EXERCISE DATA —
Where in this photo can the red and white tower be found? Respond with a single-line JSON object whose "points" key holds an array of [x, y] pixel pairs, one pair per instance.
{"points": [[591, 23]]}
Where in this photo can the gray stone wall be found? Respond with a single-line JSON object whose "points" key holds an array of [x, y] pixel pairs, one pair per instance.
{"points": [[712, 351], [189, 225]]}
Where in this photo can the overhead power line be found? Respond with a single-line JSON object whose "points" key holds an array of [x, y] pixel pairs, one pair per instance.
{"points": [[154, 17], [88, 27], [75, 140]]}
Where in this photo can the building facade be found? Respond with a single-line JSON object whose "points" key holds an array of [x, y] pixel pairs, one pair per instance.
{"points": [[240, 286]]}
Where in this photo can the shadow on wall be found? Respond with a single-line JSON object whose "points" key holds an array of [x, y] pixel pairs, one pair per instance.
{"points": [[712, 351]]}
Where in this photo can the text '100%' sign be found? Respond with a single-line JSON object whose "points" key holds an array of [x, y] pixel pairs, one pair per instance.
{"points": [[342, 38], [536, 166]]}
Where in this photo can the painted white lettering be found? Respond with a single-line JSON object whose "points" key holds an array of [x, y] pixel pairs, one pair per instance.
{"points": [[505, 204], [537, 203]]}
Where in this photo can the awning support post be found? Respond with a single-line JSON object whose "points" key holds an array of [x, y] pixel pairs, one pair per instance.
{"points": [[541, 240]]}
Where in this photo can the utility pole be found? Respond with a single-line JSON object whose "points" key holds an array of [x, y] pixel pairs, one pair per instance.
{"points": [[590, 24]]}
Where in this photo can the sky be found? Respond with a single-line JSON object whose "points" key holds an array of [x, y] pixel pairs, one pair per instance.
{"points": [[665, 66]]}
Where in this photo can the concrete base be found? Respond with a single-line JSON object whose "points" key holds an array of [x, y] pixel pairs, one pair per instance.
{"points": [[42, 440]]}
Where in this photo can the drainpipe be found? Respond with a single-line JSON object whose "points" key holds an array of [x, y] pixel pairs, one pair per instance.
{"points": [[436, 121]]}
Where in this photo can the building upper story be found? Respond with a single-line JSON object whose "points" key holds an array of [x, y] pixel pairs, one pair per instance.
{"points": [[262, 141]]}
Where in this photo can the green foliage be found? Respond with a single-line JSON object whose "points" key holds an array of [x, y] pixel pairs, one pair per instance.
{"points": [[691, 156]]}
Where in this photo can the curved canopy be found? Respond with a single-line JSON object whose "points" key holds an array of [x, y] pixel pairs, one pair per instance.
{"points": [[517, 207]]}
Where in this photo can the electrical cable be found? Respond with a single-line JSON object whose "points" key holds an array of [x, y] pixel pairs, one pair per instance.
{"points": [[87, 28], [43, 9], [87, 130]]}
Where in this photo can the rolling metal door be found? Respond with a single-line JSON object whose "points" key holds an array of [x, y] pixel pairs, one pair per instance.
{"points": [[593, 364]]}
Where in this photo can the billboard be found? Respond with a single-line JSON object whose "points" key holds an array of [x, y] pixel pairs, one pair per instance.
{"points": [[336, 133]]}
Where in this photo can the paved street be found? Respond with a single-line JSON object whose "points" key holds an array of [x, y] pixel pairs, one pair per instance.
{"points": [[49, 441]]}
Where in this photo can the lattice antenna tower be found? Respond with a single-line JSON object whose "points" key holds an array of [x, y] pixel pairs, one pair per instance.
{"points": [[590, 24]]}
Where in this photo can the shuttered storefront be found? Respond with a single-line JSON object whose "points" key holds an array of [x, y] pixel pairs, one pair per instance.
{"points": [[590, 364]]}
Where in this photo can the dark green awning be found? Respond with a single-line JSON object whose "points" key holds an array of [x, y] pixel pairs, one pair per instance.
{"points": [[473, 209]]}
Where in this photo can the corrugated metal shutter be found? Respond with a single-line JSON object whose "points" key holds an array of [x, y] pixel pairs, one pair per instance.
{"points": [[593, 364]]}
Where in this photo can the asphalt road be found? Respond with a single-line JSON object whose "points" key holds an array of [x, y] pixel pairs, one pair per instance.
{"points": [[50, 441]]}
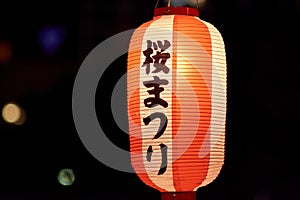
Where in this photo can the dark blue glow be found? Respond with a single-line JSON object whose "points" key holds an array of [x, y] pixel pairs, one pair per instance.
{"points": [[51, 39]]}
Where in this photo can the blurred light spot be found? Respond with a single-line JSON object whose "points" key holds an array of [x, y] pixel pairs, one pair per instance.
{"points": [[51, 39], [200, 3], [12, 113], [66, 177], [5, 52], [262, 196]]}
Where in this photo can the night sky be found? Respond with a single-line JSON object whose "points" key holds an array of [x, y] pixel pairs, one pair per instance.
{"points": [[261, 151]]}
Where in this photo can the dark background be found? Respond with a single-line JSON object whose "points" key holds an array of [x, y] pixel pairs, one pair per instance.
{"points": [[262, 146]]}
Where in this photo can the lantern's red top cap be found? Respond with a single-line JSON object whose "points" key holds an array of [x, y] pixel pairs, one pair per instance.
{"points": [[176, 11]]}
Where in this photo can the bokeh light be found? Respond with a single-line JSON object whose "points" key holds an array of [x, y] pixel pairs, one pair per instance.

EXERCISE INSTRUCTIONS —
Can you output every line of the entries above as a Markdown table with the columns "Row" and "Entry line", numbering each row and skipping blank lines? Keep the pictures out of your answer.

TASK SOLUTION —
| Row | Entry line |
|---|---|
| 1 | Where in this photo can the red and white tower be found? Respond with a single-line JSON object whose "points" key holds an array of [x, y] pixel pairs, one pair per instance. |
| 2 | {"points": [[591, 23]]} |
| 3 | Where in this photo can the gray stone wall be found? Respond with a single-line JSON object whose "points" key holds an array of [x, y] pixel pairs, one pair per instance. |
| 4 | {"points": [[712, 351], [189, 225]]} |
| 5 | Where in this photo can the overhead power line be found? Respond with a single-line JSON object whose "points" key holds an array of [x, y] pixel pairs, one pair per instance. |
| 6 | {"points": [[154, 17], [88, 27], [75, 140]]} |
| 7 | Where in this photo can the building facade be found? Respond with a single-line JSON object whose "points" key holds an array of [x, y] pixel pairs, one pair per instance. |
| 8 | {"points": [[240, 286]]} |
| 9 | Where in this photo can the shadow on wall be found? Respond with a single-line JSON object whose "points" key holds an array of [x, y] pixel pairs, one pair per instance. |
| 10 | {"points": [[712, 351]]} |
| 11 | Where in this photo can the text '100%' sign be found? Respond with a single-line JSON object whose "points" key holds an array of [x, y] pixel pairs, one pair per instance. |
| 12 | {"points": [[342, 38], [536, 166]]} |
| 13 | Where in this photo can the painted white lettering be found? Respond with a single-line JSON object whose "points" key holds an array of [x, y] pixel pairs, one pair per instance. |
| 14 | {"points": [[505, 204], [537, 203]]} |
| 15 | Where in this photo can the awning support post be found? Respond with a single-line JSON object whose "points" key holds an array of [x, y] pixel pairs, one pair per instance. |
| 16 | {"points": [[541, 240]]} |
| 17 | Where in this photo can the utility pole be found? Respond with a single-line JSON object whose "points" key holds an array of [x, y] pixel pairs, one pair per instance. |
| 18 | {"points": [[590, 24]]} |
| 19 | Where in this photo can the sky be found? Respond with a single-line JSON object whose "points" key holds an array of [x, y] pixel pairs, one pair per instance. |
| 20 | {"points": [[665, 66]]} |
| 21 | Where in this photo can the concrete base be found? Respond with a single-line JSON object whose "points" key holds an array of [x, y] pixel pairs, one pair per instance. |
| 22 | {"points": [[42, 440]]} |
| 23 | Where in this photo can the drainpipe be found? Respond with a single-line JSON object whose "points" key holds an array of [x, y] pixel pairs, one pair per instance. |
| 24 | {"points": [[436, 121]]} |
| 25 | Where in this photo can the building upper story be found? Respond with a single-line JSON object whose "points" key holds an array of [x, y] pixel pairs, one pair per instance. |
| 26 | {"points": [[262, 141]]} |
| 27 | Where in this photo can the green foliage be found? Respond with a single-line JSON object whose "points" key holds an array of [x, y] pixel pairs, one pair per instance. |
| 28 | {"points": [[691, 156]]} |
| 29 | Where in this photo can the curved canopy be found? Respond with a single-line JSON object whose "points" key holds an array of [x, y] pixel pairs, one pair per instance. |
| 30 | {"points": [[517, 207]]} |
| 31 | Where in this photo can the electrical cable be found? Respond with a single-line JSON object whose "points" key holds an array of [x, y] pixel pairs, one pair per instance. |
| 32 | {"points": [[87, 28], [43, 9], [87, 130]]} |
| 33 | Where in this photo can the rolling metal door be found? Respond with a single-line JSON object whose "points" key holds an array of [x, y] pixel pairs, one pair per instance. |
| 34 | {"points": [[593, 364]]} |
| 35 | Where in this photo can the billboard be found? Respond with a single-line JSON object whose "points" key holds an array of [x, y] pixel pairs, one pair per instance. |
| 36 | {"points": [[336, 133]]} |
| 37 | Where in this photo can the paved street be found? Respond with a single-line JSON object whose "points" key holds an array of [x, y] pixel pairs, one pair per instance. |
| 38 | {"points": [[49, 441]]} |
| 39 | Where in this photo can the lattice antenna tower be found? Respond with a single-line JSON object whose "points" key holds an array of [x, y] pixel pairs, one pair per instance. |
| 40 | {"points": [[590, 24]]} |
| 41 | Where in this photo can the shuttered storefront be found? Respond with a single-line JSON object whose "points" key holds an array of [x, y] pixel pairs, one pair per instance. |
| 42 | {"points": [[590, 364]]} |
| 43 | Where in this photo can the dark green awning be found? Respond with a single-line JSON object whose "points" key holds an array of [x, y] pixel pairs, one pair per instance. |
| 44 | {"points": [[473, 209]]} |
| 45 | Where in this photo can the corrugated metal shutter be found? Respond with a single-line JSON object whose "points" key holds an array of [x, y] pixel pairs, one pair per instance. |
| 46 | {"points": [[593, 364]]} |
| 47 | Where in this photo can the asphalt road be found? Respond with a single-line JSON object whose "points" key holds an array of [x, y] pixel pairs, one pair per instance. |
| 48 | {"points": [[50, 441]]} |
| 49 | Where in this photo can the dark blue glow be found? Respond with a single-line JSON object whose "points" key holds an array of [x, y] pixel pairs, one pair per instance. |
| 50 | {"points": [[51, 39]]} |
| 51 | Where in this photo can the blurred light spot be found? Respond with a single-line JSON object whose "points" key holds an array of [x, y] pixel pairs, one pair per instance. |
| 52 | {"points": [[51, 39], [200, 3], [12, 113], [66, 177], [5, 52], [262, 196]]} |
| 53 | Where in this photo can the night sky be found? Respond with a single-line JSON object whose "points" key holds an array of [x, y] pixel pairs, one pair per instance. |
| 54 | {"points": [[261, 151]]} |
| 55 | Where in this photo can the dark background be found? Respond with a single-line JSON object whose "points" key holds an array of [x, y] pixel pairs, one pair per instance. |
| 56 | {"points": [[262, 146]]} |
| 57 | Where in this photo can the lantern's red top cap be found? Respond with a single-line JSON object whose "points" key holds an array of [x, y] pixel pairs, one pair per instance. |
| 58 | {"points": [[176, 11]]} |
| 59 | Where in this photo can the bokeh light be found? Respond with a single-line JSON object whose "points" key holds an array of [x, y] pixel pairs, one pair per instance. |